**Dataset extract:**
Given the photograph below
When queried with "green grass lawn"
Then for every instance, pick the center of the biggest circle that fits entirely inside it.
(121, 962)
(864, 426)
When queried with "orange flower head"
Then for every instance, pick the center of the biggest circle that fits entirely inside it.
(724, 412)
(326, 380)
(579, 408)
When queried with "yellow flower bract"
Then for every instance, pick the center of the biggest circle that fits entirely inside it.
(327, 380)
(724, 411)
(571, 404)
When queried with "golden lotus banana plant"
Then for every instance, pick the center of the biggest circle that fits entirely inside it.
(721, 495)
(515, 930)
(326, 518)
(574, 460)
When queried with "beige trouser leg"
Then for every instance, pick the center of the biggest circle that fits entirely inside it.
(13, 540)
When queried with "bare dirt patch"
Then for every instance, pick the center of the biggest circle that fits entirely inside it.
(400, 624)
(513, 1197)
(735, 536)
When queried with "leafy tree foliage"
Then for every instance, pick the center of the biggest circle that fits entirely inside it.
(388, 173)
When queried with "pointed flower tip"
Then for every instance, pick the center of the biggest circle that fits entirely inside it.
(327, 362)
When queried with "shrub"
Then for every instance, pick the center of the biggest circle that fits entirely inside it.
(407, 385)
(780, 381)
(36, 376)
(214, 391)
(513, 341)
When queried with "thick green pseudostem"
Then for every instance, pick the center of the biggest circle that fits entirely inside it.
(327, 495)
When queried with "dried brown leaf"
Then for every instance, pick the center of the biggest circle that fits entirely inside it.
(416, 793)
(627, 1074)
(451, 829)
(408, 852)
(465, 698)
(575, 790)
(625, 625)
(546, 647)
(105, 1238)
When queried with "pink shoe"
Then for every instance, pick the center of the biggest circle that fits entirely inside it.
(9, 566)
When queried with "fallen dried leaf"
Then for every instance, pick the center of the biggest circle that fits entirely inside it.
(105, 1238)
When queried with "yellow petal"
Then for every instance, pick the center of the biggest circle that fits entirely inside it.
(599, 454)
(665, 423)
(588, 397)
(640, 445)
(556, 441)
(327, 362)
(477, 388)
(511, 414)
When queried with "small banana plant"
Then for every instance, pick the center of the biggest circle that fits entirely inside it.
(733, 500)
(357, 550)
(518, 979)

**Exercise requirements:** Return each line of the listing above that contains the string "yellow". Treat uppercase and lowercase as distinct.

**Response to this task:**
When queried with "yellow flower bract"
When queried with "yellow petal"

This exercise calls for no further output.